### [Objective]
Can you turn every line of the rows below into a numbered list, leaving out any blank lines?

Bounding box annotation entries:
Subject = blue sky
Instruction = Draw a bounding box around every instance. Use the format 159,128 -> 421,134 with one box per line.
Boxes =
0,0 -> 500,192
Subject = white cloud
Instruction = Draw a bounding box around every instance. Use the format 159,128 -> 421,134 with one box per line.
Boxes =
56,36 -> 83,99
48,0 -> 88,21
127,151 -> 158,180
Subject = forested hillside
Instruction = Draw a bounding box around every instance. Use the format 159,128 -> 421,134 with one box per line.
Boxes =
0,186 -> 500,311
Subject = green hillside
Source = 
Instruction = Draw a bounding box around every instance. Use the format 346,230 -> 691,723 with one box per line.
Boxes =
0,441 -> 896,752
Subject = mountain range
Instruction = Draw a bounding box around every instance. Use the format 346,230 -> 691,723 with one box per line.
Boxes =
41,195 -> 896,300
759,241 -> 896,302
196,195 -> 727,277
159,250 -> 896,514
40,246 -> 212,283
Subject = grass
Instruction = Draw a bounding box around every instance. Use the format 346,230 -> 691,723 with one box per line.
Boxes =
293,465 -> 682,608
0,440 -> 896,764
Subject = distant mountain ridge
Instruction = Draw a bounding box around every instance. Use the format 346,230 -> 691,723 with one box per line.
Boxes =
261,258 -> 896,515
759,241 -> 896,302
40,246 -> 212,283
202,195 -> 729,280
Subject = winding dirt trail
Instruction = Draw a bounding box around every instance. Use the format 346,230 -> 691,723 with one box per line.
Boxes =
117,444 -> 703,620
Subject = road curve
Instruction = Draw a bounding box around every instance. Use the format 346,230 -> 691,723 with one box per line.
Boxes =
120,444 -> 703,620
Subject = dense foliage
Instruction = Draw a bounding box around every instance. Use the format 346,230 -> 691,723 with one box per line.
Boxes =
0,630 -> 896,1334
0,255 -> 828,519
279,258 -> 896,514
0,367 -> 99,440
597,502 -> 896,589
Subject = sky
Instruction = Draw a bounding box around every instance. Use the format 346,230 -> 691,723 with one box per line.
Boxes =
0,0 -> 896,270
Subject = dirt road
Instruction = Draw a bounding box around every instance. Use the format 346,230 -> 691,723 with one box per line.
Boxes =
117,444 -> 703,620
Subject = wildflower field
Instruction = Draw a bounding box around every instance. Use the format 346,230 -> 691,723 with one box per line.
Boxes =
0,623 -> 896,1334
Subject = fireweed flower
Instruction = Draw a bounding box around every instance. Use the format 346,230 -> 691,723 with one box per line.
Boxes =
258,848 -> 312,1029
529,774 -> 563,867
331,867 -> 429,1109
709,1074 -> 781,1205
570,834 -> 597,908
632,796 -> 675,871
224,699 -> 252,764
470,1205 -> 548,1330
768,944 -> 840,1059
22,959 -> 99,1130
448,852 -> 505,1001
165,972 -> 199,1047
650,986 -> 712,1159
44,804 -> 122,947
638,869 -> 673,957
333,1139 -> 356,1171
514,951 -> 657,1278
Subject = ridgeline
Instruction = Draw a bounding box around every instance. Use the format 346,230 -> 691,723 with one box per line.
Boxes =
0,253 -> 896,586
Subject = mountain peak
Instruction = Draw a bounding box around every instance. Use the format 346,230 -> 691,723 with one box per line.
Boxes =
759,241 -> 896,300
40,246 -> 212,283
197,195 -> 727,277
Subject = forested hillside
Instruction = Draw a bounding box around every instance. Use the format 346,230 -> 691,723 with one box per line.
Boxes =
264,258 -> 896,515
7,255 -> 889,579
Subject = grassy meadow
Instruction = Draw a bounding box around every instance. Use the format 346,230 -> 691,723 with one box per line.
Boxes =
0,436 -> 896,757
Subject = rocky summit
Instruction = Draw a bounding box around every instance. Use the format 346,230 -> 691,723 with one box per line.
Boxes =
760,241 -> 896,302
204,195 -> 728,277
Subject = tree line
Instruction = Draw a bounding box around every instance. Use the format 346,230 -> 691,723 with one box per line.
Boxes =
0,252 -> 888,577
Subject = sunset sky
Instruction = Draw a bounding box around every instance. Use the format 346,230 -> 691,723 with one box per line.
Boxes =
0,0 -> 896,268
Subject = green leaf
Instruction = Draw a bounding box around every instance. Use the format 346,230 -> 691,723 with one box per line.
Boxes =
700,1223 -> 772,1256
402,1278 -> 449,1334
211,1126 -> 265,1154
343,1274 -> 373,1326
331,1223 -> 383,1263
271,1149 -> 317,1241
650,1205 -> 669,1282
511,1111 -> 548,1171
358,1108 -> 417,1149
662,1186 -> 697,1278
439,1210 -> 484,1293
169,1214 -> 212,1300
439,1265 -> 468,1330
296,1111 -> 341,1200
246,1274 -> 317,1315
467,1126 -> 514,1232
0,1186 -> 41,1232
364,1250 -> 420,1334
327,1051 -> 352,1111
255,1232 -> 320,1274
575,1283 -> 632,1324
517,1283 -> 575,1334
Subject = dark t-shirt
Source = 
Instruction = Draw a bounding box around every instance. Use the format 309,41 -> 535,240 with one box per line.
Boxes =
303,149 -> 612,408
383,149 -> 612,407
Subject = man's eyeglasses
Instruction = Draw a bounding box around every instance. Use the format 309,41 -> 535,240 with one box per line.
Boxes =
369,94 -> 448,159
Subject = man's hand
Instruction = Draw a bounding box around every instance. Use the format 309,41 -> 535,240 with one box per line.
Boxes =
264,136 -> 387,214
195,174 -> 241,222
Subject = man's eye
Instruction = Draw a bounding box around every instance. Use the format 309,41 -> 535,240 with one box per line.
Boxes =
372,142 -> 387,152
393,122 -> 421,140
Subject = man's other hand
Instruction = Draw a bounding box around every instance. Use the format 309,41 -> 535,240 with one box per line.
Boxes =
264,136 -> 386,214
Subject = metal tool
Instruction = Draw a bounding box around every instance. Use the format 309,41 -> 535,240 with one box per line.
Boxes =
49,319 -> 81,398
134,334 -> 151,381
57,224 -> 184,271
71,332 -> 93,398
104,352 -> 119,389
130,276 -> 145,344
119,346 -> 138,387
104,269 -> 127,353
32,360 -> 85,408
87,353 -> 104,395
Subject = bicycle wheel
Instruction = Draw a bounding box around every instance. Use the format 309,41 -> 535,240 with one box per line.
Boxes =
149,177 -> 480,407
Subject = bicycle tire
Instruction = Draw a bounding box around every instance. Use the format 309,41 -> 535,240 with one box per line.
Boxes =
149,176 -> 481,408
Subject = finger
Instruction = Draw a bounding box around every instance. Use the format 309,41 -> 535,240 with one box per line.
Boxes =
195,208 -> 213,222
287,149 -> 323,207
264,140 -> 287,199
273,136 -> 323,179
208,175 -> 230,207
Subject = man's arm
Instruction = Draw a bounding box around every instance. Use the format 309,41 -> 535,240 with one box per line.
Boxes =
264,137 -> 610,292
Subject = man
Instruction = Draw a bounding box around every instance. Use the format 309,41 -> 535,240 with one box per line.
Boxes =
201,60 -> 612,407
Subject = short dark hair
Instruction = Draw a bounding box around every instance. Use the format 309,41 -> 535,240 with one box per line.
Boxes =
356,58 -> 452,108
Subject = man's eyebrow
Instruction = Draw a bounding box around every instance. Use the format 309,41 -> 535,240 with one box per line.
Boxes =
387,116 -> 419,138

### [The solution]
1. Subject = blue sky
2. Instruction = Draw a bounding box around every instance. Use the format 159,128 -> 421,134 with one box per line.
3. Boxes =
4. 0,0 -> 500,192
5. Subject = white cloud
6. Instruction = Draw a bounding box around every instance. Use the format 159,128 -> 421,134 with one box per line.
7. Boxes =
8. 56,36 -> 83,99
9. 48,0 -> 88,21
10. 127,151 -> 158,180
11. Subject = forested hillside
12. Instruction = Draw a bounding box around every instance. Use the format 159,128 -> 421,134 with one box per line.
13. Boxes =
14. 0,186 -> 500,311
15. Subject = green hillside
16. Source = 
17. Instruction = Draw a bounding box around every instance. Use the format 346,230 -> 691,723 with one box per line.
18. Boxes =
19. 0,441 -> 896,752
20. Subject = mountain range
21. Instruction = Draw a bounding box around every instance. Use the format 346,230 -> 691,723 with one box per line.
22. Boxes =
23. 41,195 -> 896,300
24. 759,241 -> 896,302
25. 196,195 -> 727,277
26. 159,250 -> 896,514
27. 40,246 -> 212,283
28. Subject = grass
29. Instruction = Draw a bounding box around every instance. Use the format 346,230 -> 691,723 with one box per line.
30. Boxes =
31. 293,465 -> 682,608
32. 0,440 -> 896,764
33. Subject = distant mountain ridge
34. Instruction = Draw a bounding box around every instance. Use the format 346,230 -> 691,723 with one box per line.
35. Boxes =
36. 261,258 -> 896,515
37. 759,241 -> 896,302
38. 40,246 -> 212,283
39. 202,195 -> 729,280
40. Subject = winding dirt trail
41. Instruction = Draw a bounding box around every instance. Use the format 346,230 -> 691,723 with one box per line.
42. Boxes =
43. 117,444 -> 703,620
44. Subject = road curve
45. Instruction = Draw a bounding box around every instance. Use the format 346,230 -> 691,723 with one box per line.
46. Boxes =
47. 120,444 -> 703,620
48. Subject = dense foliage
49. Instruction = Draw a bounding box around every instance. Use the format 346,230 -> 691,723 with one box per line.
50. Boxes =
51. 0,630 -> 896,1334
52. 0,255 -> 828,519
53. 279,258 -> 896,514
54. 0,367 -> 99,440
55. 597,502 -> 896,589
56. Subject = sky
57. Instruction = Draw a bounding box around every instance. Use the format 346,230 -> 691,723 with one box per line.
58. Boxes =
59. 0,0 -> 896,270
60. Subject = dirt road
61. Instruction = Draw a bounding box around every instance. Use the format 346,230 -> 691,723 with one box per line.
62. Boxes =
63. 117,444 -> 703,620
64. Subject = wildflower field
65. Instruction = Draw a bounding box around every instance. Use the format 346,230 -> 691,723 with one box per line.
66. Boxes =
67. 0,623 -> 896,1334
68. Subject = fireweed flower
69. Instruction = Draw a bounding box around every instance. Use the format 346,230 -> 691,723 with one box per line.
70. Boxes =
71. 258,848 -> 312,1029
72. 529,774 -> 563,867
73. 331,867 -> 429,1109
74. 709,1074 -> 781,1205
75. 570,834 -> 597,908
76. 632,796 -> 675,871
77. 224,699 -> 252,764
78. 470,1205 -> 548,1330
79. 768,944 -> 840,1059
80. 22,959 -> 99,1130
81. 448,852 -> 505,1001
82. 165,972 -> 199,1047
83. 650,986 -> 712,1159
84. 44,804 -> 122,947
85. 638,869 -> 673,957
86. 333,1139 -> 356,1171
87. 514,951 -> 657,1278
88. Subject = ridgeline
89. Instruction = Draw a bounding box around every instance. Use the format 346,230 -> 691,723 with one box per line.
90. Boxes =
91. 0,253 -> 896,586
92. Subject = mountain peak
93. Instruction = Draw a bounding box around every instance. Use the format 346,230 -> 691,723 with one box per line.
94. Boxes =
95. 759,241 -> 896,300
96. 40,246 -> 212,283
97. 197,195 -> 727,277
98. Subject = forested hillside
99. Instruction = Draw a bounding box around every instance. Use the format 346,230 -> 691,723 with one box per line.
100. Boxes =
101. 264,258 -> 896,515
102. 7,255 -> 889,579
103. Subject = grassy meadow
104. Instruction = Draw a bounding box around every instance. Use the format 346,230 -> 691,723 with one box per line.
105. Boxes =
106. 0,436 -> 896,757
107. Subject = rocky summit
108. Instruction = Draw a bounding box around every instance. Use the format 346,230 -> 691,723 with one box per line.
109. Boxes =
110. 760,241 -> 896,302
111. 204,195 -> 728,277
112. Subject = tree line
113. Instruction = Draw a bounding box around every instance. Use the format 346,230 -> 691,723 with one box per line.
114. Boxes =
115. 0,252 -> 888,577
116. Subject = sunset sky
117. Instruction = Draw a bounding box around every instance. Use the format 346,230 -> 691,723 with one box per line.
118. Boxes =
119. 0,0 -> 896,268
120. Subject = green leaf
121. Instruction = Draw a bounding box around every instance. Use the format 346,230 -> 691,723 with one box per line.
122. Boxes =
123. 700,1223 -> 772,1256
124. 402,1278 -> 449,1334
125. 211,1126 -> 265,1154
126. 343,1274 -> 373,1326
127. 331,1223 -> 383,1263
128. 271,1149 -> 317,1241
129. 650,1205 -> 669,1282
130. 511,1111 -> 548,1171
131. 358,1108 -> 417,1149
132. 662,1186 -> 697,1278
133. 439,1210 -> 484,1293
134. 169,1214 -> 212,1300
135. 439,1265 -> 468,1330
136. 296,1111 -> 341,1200
137. 246,1274 -> 317,1315
138. 467,1126 -> 514,1232
139. 0,1186 -> 41,1232
140. 364,1250 -> 420,1334
141. 327,1051 -> 352,1111
142. 255,1232 -> 320,1274
143. 575,1283 -> 632,1324
144. 517,1283 -> 575,1334
145. Subject = dark t-shirt
146. Source = 
147. Instruction = Draw a bounding box around every instance. Use the format 309,41 -> 535,240 with one box per line.
148. Boxes =
149. 303,149 -> 612,408
150. 383,149 -> 612,407
151. Subject = man's eyeglasses
152. Instruction = Draw a bounding box around every instance. Use the format 309,41 -> 535,240 with one box per line.
153. Boxes =
154. 369,94 -> 448,159
155. Subject = man's hand
156. Instruction = Draw a bounding box around every instance. Use the format 309,41 -> 535,240 with one box per line.
157. Boxes =
158. 264,136 -> 387,214
159. 195,174 -> 241,222
160. Subject = man's eye
161. Instruction = Draw a bounding box around every instance. Use the format 309,41 -> 535,240 with one box per line.
162. Boxes =
163. 372,142 -> 387,152
164. 393,122 -> 421,140
165. Subject = man's other hand
166. Instruction = Draw a bounding box around every instance. Use the format 309,41 -> 535,240 with one box per line.
167. Boxes =
168. 264,136 -> 386,214
169. Subject = metal tool
170. Instruction = Draw a bounding box around every instance. Use the format 309,41 -> 535,240 with one box per line.
171. Boxes =
172. 49,319 -> 81,398
173. 134,334 -> 151,381
174. 57,224 -> 184,271
175. 71,332 -> 93,398
176. 104,352 -> 119,389
177. 130,276 -> 145,344
178. 119,346 -> 138,387
179. 104,269 -> 127,353
180. 32,360 -> 85,408
181. 87,353 -> 104,395
182. Subject = bicycle wheel
183. Instruction = Draw a bounding box around every instance. Use the format 309,41 -> 535,240 with one box per line.
184. Boxes =
185. 149,177 -> 480,407
186. Subject = bicycle tire
187. Instruction = Draw a bounding box around every instance. Use the format 309,41 -> 535,240 with one box per line.
188. Boxes =
189. 149,176 -> 481,408
190. Subject = finger
191. Instruction = Draw a bounding box around every instance. Use the format 309,41 -> 535,240 with one box per line.
192. Boxes =
193. 195,208 -> 213,222
194. 287,149 -> 323,207
195. 264,140 -> 287,199
196. 273,136 -> 323,179
197. 208,175 -> 230,207
198. Subject = man's arm
199. Instruction = Draw a bounding box around every instance. Use the format 309,41 -> 535,240 with one box per line.
200. Boxes =
201. 264,137 -> 610,292
202. Subject = man
203. Instruction = Draw a bounding box around every instance. Use the format 309,41 -> 535,240 with one box per line.
204. Boxes =
205. 201,60 -> 612,407
206. Subject = short dark hair
207. Instruction = Draw a bounding box around every instance. Use the format 309,41 -> 535,240 with one box per line.
208. Boxes =
209. 356,58 -> 452,108
210. Subject = man's eyebrow
211. Instruction = Draw a bounding box around every instance. Use the format 309,41 -> 535,240 with one box per line.
212. Boxes =
213. 387,116 -> 419,138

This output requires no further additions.